----- Data provided -----
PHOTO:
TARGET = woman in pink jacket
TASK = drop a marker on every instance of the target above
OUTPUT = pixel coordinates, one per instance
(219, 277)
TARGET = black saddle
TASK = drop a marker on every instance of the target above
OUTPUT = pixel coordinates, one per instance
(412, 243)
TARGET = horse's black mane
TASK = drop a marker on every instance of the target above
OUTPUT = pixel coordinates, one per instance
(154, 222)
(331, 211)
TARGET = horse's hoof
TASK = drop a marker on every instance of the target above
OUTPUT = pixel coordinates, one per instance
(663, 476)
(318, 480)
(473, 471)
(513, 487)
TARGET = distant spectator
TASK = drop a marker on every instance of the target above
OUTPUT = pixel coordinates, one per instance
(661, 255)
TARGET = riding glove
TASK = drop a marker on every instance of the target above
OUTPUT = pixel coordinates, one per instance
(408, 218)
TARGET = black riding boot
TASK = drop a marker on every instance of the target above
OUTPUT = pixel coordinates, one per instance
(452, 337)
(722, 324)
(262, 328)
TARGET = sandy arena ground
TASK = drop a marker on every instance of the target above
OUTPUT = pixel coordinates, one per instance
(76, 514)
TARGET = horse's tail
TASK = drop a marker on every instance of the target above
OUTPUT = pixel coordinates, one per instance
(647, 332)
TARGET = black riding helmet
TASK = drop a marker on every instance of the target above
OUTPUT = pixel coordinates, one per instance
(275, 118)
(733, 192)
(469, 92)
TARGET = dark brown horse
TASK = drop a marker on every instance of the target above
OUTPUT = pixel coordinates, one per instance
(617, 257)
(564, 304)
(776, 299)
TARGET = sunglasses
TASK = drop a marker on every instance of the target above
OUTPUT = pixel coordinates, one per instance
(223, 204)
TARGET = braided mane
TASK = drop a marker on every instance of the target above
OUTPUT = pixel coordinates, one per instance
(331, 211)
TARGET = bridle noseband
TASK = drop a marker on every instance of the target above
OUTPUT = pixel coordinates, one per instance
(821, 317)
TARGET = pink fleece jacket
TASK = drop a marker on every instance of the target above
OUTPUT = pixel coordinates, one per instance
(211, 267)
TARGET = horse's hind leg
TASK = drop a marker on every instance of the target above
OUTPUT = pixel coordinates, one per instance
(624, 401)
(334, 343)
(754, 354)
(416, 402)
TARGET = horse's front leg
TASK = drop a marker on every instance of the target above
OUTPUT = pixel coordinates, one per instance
-----
— Work to complete —
Output the entries exactly.

— Result of this exercise —
PHOTO:
TARGET = woman in pink jacket
TASK = drop a marker on every instance of the target above
OUTPUT = pixel coordinates, one per instance
(219, 277)
TARGET = black saddle
TASK = drop a marker on every instance of the target above
OUTPUT = pixel coordinates, one per instance
(412, 243)
TARGET = horse's black mane
TASK = drop a marker on every instance of the target above
OUTPUT = pixel coordinates, one per instance
(154, 222)
(331, 211)
TARGET = horse's hoof
TASK = drop a marker on every instance of the target above
OUTPUT = pixel coordinates, one per instance
(663, 476)
(318, 480)
(473, 471)
(513, 487)
TARGET = distant spectator
TASK = drop a marker on every instance of the target above
OUTPUT = pixel coordinates, one per instance
(661, 255)
TARGET = riding glove
TASK = drop a marker on every instance of the target above
OUTPUT = pixel coordinates, one per instance
(408, 218)
TARGET = black riding boot
TASK = drop a marker on every instance of the target above
OUTPUT = pixel coordinates, one per instance
(452, 337)
(722, 324)
(262, 328)
TARGET = sandy arena ground
TASK = drop a marker on every instance of the target above
OUTPUT = pixel coordinates, one per instance
(76, 514)
TARGET = horse's tail
TASK = drop a marker on every instance of the target above
OUTPUT = pixel coordinates, one per instance
(647, 332)
TARGET = black riding helmet
TASK = drop a marker on every instance of the target above
OUTPUT = pixel coordinates, one per instance
(275, 118)
(733, 192)
(469, 92)
TARGET = dark brown horse
TASK = drop a marker on every instance of the target above
OUTPUT = pixel coordinates, one per instance
(617, 257)
(564, 304)
(776, 299)
TARGET = sunglasses
TASK = drop a marker on every instance of the target above
OUTPUT = pixel coordinates, one per instance
(223, 204)
TARGET = braided mane
TASK = drop a marker on every instance of the target above
OUTPUT = pixel coordinates, one per instance
(331, 211)
TARGET = bridle noseband
TASK = drop a marker on every instance of the target above
OUTPUT = pixel coordinates, one per instance
(821, 317)
TARGET = pink fleece jacket
TASK = drop a marker on every instance of the target above
OUTPUT = pixel coordinates, one per instance
(211, 267)
TARGET = horse's hind leg
TASK = drop a marker on every instance of the target above
OUTPUT = pixel coordinates, one per instance
(624, 401)
(334, 343)
(754, 354)
(416, 402)
TARGET = horse's front leg
TASK = drop a marker on every instance of the target above
OUTPUT = pixel coordinates, one per instance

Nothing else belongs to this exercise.